**Provided text:**
◆ ◆ ◆ ◆ ◆

Ava Crean

Personal information
- Nationality: Irish

Sport
- Sport: Athletics
- Event: Long-distance running

Achievements and titles
- Personal best(s): Marathon: 2:34:12 (Dublin, 2025)

= Ava Crean =

Irish long-distance runner

Ava Crean is an Irish long-distance runner. In 2025, Crean became the youngest Irish national champion in the women's marathon, at the age of 19 years-old, in only her third race at the distance.

==Biography==
Crean is from Mungret in County Limerick. Crean took part in climbing, karate and camogie in her youth as well as playing basketball, and was a member of the Irish U-17 national basketball team academy.

Crean started running to stay fit during the COVID-19 pandemic, but initially completed most of her training on a treadmill, saying that she "didn't want to run outside because I was kind of embarrassed".
After the pandemic, she enrolled in an exercise science degree at University Academy 92, in Greater Manchester, England.

Crean made her marathon debut at the Manchester Marathon in April 2025, listing her target time as 3:30 but finishing close to an hour faster in 2:49. In May, she ran her second marathon with a time of 2:43:26 in Limerick. She became a member of Back 2 Boston running club in Limerick, and coached by John Kinsella.

In September 2025, Crean, won the Charleville Half Marathon in 1:15:22, and then the Manchester Half Marathon in 1:14:06. In October 2025, at the age of 19 years-old, Crean won the Irish national title at the Dublin Marathon, in a time of 2:34:11 with which she placed sixth overall, and was a nine-minute personal best. The time put her second on the Irish women's marathon 2025 list behind Fionnuala McCormack, and placed her 13th on the Irish all-time list. She also became the youngest ever winner of the Irish women's national marathon title.

On 11 January 2026, she ran a personal best for the 10 km to 32:46 whilst competing in Valencia.

◆ ◆ ◆ ◆ ◆

**Work request A:**
According to the Ava Crean biography, why did she do most of her early training on a treadmill?
**Work request B:**
Which running club did Ava Crean join in Limerick, according to the biography?

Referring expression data
◆ ◆ ◆ ◆ ◆

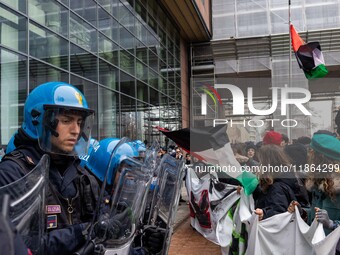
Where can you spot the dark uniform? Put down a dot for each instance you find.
(71, 194)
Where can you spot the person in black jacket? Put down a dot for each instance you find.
(57, 122)
(277, 183)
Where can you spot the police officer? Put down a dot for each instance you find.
(57, 122)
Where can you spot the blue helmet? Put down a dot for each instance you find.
(10, 146)
(45, 104)
(141, 148)
(99, 159)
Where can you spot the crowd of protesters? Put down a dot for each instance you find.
(312, 182)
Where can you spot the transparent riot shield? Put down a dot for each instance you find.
(127, 206)
(26, 206)
(165, 200)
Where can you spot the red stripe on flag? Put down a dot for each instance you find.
(296, 39)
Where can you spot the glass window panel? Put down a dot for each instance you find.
(87, 9)
(83, 63)
(90, 91)
(141, 71)
(127, 40)
(13, 78)
(163, 84)
(110, 5)
(128, 117)
(141, 27)
(41, 73)
(143, 124)
(171, 75)
(18, 5)
(171, 90)
(178, 80)
(49, 13)
(108, 50)
(13, 30)
(178, 94)
(163, 36)
(142, 54)
(108, 113)
(127, 84)
(108, 75)
(126, 16)
(48, 46)
(153, 79)
(107, 25)
(152, 39)
(153, 60)
(127, 62)
(163, 52)
(154, 97)
(153, 26)
(83, 34)
(142, 91)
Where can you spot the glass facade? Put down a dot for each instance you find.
(124, 55)
(250, 48)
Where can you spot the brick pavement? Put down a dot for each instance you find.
(187, 241)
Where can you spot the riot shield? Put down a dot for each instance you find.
(166, 197)
(26, 208)
(128, 199)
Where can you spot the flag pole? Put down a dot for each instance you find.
(290, 64)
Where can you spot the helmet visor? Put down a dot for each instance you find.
(66, 131)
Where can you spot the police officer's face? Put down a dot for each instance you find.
(68, 128)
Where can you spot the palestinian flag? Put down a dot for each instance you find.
(309, 56)
(211, 145)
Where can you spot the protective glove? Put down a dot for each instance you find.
(321, 215)
(153, 239)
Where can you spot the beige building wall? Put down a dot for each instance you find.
(185, 86)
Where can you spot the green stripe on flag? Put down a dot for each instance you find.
(249, 182)
(318, 72)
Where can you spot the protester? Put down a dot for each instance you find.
(324, 185)
(272, 137)
(57, 122)
(297, 154)
(285, 140)
(276, 188)
(178, 153)
(162, 151)
(187, 159)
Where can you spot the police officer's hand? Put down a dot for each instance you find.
(113, 227)
(321, 215)
(153, 239)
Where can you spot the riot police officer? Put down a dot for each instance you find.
(57, 122)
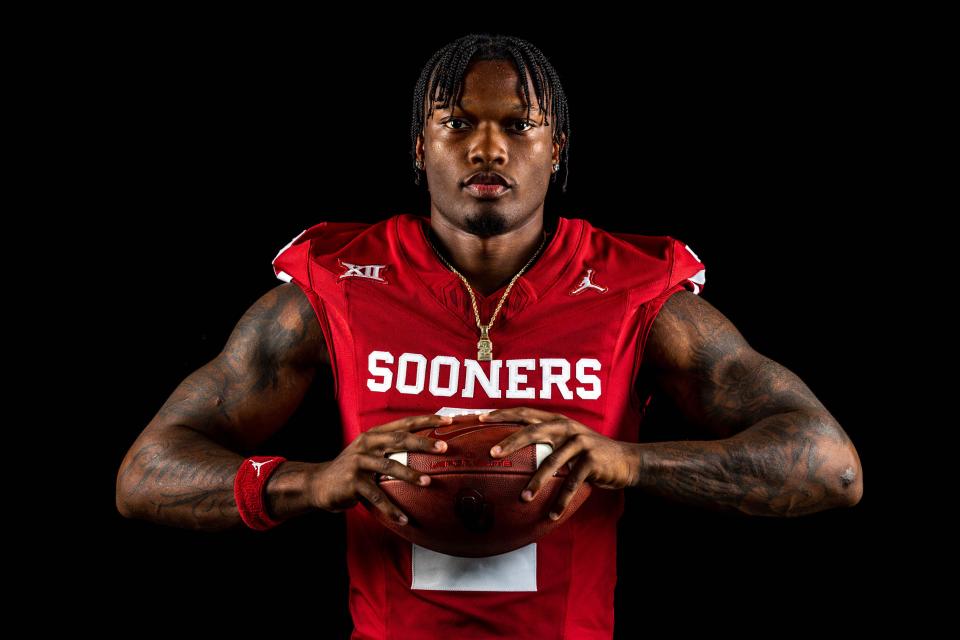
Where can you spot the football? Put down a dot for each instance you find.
(472, 506)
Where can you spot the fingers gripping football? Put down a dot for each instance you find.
(351, 476)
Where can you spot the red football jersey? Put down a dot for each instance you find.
(402, 337)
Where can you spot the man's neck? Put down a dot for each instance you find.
(487, 263)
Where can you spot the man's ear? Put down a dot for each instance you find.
(418, 148)
(558, 147)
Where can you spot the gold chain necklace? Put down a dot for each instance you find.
(484, 345)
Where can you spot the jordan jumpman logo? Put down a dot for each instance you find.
(257, 465)
(587, 283)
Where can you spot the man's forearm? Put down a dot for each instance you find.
(787, 464)
(184, 479)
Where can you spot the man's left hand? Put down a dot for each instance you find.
(606, 463)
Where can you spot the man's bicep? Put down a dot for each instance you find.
(253, 386)
(695, 355)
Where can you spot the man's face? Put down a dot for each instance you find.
(488, 131)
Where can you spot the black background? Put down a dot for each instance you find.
(217, 142)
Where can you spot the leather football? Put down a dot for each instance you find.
(472, 506)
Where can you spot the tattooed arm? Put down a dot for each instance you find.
(180, 470)
(780, 452)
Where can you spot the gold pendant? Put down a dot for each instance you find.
(484, 346)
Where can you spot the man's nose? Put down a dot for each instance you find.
(488, 146)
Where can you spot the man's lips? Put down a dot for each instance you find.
(486, 191)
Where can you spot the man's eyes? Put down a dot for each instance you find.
(515, 122)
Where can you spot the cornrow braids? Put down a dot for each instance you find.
(441, 79)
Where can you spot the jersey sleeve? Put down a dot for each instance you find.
(292, 261)
(686, 269)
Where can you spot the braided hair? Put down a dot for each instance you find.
(444, 73)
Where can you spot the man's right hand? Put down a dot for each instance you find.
(340, 484)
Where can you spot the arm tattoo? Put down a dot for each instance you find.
(181, 469)
(781, 453)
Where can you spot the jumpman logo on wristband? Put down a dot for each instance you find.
(257, 465)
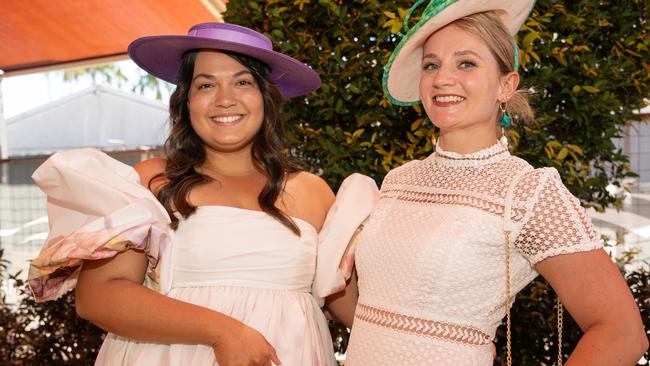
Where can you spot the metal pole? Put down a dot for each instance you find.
(3, 125)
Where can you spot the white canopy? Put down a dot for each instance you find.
(100, 116)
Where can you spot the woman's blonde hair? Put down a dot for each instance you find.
(489, 27)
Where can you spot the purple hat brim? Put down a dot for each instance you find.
(161, 56)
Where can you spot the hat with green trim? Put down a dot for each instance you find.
(402, 72)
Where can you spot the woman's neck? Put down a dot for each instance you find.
(468, 140)
(237, 164)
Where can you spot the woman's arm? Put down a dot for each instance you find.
(341, 305)
(597, 297)
(109, 293)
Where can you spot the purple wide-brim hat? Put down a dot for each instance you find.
(162, 56)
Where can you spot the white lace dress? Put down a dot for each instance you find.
(431, 258)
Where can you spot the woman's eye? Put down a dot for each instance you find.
(430, 66)
(244, 83)
(467, 64)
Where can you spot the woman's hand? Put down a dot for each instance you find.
(244, 346)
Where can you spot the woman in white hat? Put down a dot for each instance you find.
(454, 237)
(223, 231)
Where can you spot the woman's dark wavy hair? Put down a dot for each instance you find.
(185, 151)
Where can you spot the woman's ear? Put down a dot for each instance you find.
(509, 84)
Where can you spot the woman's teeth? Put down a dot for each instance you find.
(449, 99)
(226, 119)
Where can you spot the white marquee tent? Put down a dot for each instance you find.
(100, 116)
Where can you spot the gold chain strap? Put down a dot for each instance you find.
(560, 323)
(508, 334)
(560, 312)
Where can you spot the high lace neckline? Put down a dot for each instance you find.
(479, 158)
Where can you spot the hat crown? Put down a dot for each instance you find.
(231, 33)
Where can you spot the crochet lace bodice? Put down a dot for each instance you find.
(431, 257)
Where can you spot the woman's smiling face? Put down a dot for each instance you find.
(225, 103)
(460, 82)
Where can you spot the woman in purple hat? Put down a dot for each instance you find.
(209, 255)
(455, 236)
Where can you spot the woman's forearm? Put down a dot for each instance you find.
(343, 304)
(609, 346)
(133, 311)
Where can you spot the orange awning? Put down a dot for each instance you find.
(37, 35)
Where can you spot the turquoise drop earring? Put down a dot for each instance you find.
(506, 122)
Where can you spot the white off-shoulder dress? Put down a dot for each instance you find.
(242, 263)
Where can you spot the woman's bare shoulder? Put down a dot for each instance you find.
(151, 169)
(310, 197)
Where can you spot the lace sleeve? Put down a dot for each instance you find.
(555, 222)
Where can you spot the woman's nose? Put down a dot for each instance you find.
(224, 97)
(444, 76)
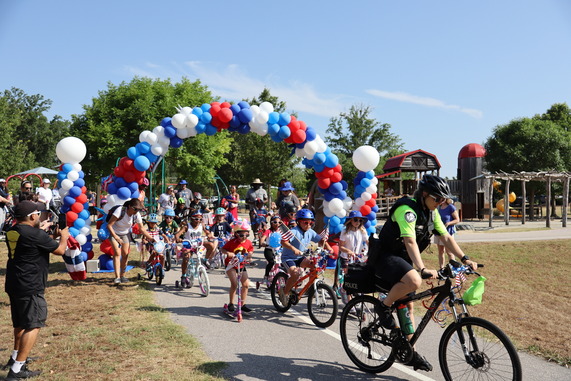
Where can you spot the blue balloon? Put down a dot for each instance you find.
(319, 158)
(197, 111)
(132, 153)
(273, 129)
(124, 193)
(176, 142)
(275, 240)
(141, 163)
(170, 132)
(166, 122)
(206, 118)
(200, 127)
(67, 167)
(273, 117)
(310, 134)
(74, 191)
(143, 148)
(285, 118)
(245, 115)
(331, 161)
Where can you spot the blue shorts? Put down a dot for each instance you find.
(294, 262)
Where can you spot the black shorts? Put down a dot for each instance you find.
(29, 311)
(391, 268)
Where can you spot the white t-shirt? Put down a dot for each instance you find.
(45, 196)
(123, 225)
(356, 240)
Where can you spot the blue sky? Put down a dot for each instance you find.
(443, 73)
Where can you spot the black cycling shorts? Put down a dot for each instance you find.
(391, 268)
(29, 311)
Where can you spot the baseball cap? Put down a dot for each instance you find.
(25, 208)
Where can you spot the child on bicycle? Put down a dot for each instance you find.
(193, 229)
(240, 243)
(157, 235)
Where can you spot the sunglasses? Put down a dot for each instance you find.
(438, 199)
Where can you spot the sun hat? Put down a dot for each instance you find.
(287, 186)
(24, 208)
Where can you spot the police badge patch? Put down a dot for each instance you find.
(409, 217)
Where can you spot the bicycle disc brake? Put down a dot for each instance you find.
(402, 350)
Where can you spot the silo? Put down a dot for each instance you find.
(473, 195)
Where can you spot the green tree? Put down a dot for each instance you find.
(28, 138)
(254, 156)
(355, 128)
(114, 120)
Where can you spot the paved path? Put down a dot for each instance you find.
(273, 346)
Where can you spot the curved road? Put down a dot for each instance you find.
(272, 346)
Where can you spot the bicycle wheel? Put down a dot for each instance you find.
(158, 274)
(367, 344)
(279, 284)
(203, 281)
(322, 305)
(491, 353)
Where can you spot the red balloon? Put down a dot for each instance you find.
(299, 136)
(77, 208)
(82, 199)
(336, 177)
(71, 216)
(324, 183)
(225, 115)
(365, 210)
(106, 247)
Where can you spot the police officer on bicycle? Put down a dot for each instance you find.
(407, 232)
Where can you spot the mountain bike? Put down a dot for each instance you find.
(470, 348)
(195, 269)
(321, 299)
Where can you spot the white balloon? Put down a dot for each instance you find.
(73, 175)
(366, 158)
(143, 136)
(191, 120)
(335, 205)
(152, 138)
(157, 150)
(178, 120)
(66, 184)
(267, 107)
(71, 150)
(159, 131)
(81, 239)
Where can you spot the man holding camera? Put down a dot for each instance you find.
(29, 249)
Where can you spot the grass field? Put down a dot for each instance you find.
(98, 332)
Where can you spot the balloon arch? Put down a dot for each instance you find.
(209, 119)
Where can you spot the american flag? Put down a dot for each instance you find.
(286, 233)
(325, 233)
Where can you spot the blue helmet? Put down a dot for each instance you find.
(153, 218)
(304, 214)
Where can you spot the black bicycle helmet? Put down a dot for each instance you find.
(435, 185)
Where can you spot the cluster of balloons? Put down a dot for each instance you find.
(366, 159)
(72, 189)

◆ ◆ ◆ ◆ ◆

**Final answer A:**
She had started running to stay fit during the COVID-19 pandemic, but she said she "didn't want to run outside because I was kind of embarrassed." So at first she did most of her training on a treadmill instead.

**Final answer B:**
Back 2 Boston running club.